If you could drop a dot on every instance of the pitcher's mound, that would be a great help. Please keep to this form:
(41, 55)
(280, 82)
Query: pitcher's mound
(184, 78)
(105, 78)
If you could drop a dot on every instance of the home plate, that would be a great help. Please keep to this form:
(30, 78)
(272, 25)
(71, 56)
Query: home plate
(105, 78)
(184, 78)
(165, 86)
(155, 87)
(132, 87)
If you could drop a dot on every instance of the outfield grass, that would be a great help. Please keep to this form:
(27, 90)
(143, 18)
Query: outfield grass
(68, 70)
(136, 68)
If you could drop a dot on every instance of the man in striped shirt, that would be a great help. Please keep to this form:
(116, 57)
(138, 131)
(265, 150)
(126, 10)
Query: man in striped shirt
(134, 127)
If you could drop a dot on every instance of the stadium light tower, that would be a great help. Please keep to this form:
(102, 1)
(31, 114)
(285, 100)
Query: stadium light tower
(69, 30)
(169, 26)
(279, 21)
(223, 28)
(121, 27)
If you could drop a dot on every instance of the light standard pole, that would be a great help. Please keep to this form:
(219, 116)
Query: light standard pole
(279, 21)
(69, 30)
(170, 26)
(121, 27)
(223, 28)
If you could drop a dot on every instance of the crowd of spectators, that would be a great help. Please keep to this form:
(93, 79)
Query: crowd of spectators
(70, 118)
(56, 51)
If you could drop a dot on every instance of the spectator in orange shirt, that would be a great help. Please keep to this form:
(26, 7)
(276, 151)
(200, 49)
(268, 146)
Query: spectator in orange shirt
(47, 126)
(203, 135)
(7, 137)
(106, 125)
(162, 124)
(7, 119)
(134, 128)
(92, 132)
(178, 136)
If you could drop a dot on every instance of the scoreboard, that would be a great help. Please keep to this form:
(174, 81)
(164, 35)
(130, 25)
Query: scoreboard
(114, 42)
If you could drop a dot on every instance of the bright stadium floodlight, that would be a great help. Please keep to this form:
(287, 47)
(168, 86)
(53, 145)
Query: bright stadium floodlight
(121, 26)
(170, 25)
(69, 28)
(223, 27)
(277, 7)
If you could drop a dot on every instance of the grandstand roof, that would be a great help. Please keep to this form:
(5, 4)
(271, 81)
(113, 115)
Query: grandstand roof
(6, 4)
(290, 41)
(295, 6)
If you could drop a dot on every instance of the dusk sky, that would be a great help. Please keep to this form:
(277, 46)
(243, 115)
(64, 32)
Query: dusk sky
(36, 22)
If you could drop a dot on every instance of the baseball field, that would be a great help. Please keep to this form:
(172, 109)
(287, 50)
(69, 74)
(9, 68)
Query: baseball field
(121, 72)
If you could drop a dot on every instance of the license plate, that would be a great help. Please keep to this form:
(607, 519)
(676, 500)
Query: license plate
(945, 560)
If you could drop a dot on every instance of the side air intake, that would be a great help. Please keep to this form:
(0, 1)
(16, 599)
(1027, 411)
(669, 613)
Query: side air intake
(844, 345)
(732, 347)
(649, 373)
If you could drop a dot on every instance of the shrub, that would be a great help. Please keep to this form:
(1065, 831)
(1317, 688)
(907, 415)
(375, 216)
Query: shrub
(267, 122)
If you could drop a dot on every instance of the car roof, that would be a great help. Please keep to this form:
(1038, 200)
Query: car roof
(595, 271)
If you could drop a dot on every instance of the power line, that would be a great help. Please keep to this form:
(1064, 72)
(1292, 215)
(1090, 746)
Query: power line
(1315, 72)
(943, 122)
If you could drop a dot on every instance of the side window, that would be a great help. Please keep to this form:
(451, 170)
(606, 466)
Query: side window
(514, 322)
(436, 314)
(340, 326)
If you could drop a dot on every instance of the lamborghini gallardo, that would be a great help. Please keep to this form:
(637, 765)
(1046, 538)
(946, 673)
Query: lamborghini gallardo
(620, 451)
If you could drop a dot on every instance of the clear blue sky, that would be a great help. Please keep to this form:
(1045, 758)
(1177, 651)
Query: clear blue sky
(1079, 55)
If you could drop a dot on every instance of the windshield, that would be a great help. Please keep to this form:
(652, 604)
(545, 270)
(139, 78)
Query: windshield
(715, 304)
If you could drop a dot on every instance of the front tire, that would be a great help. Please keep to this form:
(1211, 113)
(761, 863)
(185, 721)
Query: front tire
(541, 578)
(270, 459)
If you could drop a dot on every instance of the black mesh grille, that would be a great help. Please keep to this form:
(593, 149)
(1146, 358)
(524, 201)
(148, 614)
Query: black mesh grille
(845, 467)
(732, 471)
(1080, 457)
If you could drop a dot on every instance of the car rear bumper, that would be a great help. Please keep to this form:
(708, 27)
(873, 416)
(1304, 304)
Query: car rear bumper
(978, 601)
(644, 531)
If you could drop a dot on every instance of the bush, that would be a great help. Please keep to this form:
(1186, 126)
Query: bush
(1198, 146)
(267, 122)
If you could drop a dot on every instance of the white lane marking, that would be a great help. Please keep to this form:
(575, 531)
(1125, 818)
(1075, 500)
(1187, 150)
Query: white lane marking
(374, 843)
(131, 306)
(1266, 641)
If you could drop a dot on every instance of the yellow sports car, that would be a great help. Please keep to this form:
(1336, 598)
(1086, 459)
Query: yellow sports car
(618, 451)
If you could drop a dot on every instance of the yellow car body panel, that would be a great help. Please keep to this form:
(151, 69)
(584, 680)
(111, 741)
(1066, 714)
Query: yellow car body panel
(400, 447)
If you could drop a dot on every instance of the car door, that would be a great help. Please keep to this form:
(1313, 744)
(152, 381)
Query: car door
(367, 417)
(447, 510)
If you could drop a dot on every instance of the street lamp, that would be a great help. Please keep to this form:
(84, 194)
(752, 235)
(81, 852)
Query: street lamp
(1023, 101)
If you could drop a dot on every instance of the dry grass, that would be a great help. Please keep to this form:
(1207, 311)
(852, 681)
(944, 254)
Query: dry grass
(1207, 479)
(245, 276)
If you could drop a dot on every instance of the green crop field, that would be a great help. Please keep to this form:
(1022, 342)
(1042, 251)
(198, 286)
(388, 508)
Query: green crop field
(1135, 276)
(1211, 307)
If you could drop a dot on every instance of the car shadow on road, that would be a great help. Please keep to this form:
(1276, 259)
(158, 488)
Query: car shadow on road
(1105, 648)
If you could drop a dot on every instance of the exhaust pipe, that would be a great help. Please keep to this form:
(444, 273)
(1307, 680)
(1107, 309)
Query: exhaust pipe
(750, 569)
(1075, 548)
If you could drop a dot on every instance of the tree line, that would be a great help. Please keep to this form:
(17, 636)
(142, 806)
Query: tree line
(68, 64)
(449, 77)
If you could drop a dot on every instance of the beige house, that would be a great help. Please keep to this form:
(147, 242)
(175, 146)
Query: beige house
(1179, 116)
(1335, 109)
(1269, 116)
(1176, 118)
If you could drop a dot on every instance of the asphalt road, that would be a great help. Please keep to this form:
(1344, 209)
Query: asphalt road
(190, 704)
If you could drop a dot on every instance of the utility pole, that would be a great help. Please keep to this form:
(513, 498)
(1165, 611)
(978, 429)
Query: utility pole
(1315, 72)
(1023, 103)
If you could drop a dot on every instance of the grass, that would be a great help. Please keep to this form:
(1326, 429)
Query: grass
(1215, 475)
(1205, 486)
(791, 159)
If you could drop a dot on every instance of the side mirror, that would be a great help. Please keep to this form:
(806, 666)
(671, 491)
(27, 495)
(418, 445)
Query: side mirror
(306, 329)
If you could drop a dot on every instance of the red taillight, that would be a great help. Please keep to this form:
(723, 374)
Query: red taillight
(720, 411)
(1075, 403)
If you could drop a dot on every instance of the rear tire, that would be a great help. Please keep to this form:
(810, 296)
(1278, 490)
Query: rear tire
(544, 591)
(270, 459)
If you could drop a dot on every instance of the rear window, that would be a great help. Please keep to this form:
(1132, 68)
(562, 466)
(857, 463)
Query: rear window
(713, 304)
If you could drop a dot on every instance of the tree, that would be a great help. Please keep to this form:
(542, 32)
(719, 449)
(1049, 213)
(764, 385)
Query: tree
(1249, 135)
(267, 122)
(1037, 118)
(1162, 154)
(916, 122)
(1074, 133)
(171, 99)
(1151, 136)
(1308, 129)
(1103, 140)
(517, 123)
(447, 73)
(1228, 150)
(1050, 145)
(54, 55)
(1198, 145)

● ● ●

• **Problem requirements**
All that is wanted is a faithful reproduction of the line above with "(1336, 598)", the line with "(1107, 309)", and every line in between.

• **Answer area**
(1336, 598)
(1086, 459)
Query: yellow sports car
(618, 451)
If you could drop a dot on every instance of the yellow car body panel, that would be a great help. Please keep to this form:
(151, 69)
(584, 680)
(111, 741)
(1066, 714)
Query: yellow car body panel
(400, 447)
If you could drop a dot on every instance of the car door, that would be a great help. Please keep to this form:
(1313, 744)
(152, 381)
Query: car door
(367, 417)
(447, 510)
If you could drop a dot on every instance of the street lamp, that would be a great help. Please keep to this form:
(84, 194)
(752, 235)
(81, 852)
Query: street lamp
(1023, 101)
If you could drop a dot on every instance of the dry grass, that would be a great help. Please keep to this form:
(1207, 311)
(852, 681)
(944, 254)
Query: dry grass
(1207, 479)
(245, 276)
If you could drop a dot on every instance of the green crop field, that would be a great help. Please keep to this form:
(1022, 342)
(1042, 251)
(198, 286)
(388, 508)
Query: green crop field
(1135, 276)
(1211, 307)
If you could drop a dot on every instance of the car shadow on road, that would be a great help. Please keep to this form:
(1276, 259)
(158, 488)
Query: car shadow on road
(1105, 648)
If you could drop a dot on every instance of the exhaust pipe, that would be a great help. Please keep to this form:
(444, 273)
(1307, 680)
(1107, 309)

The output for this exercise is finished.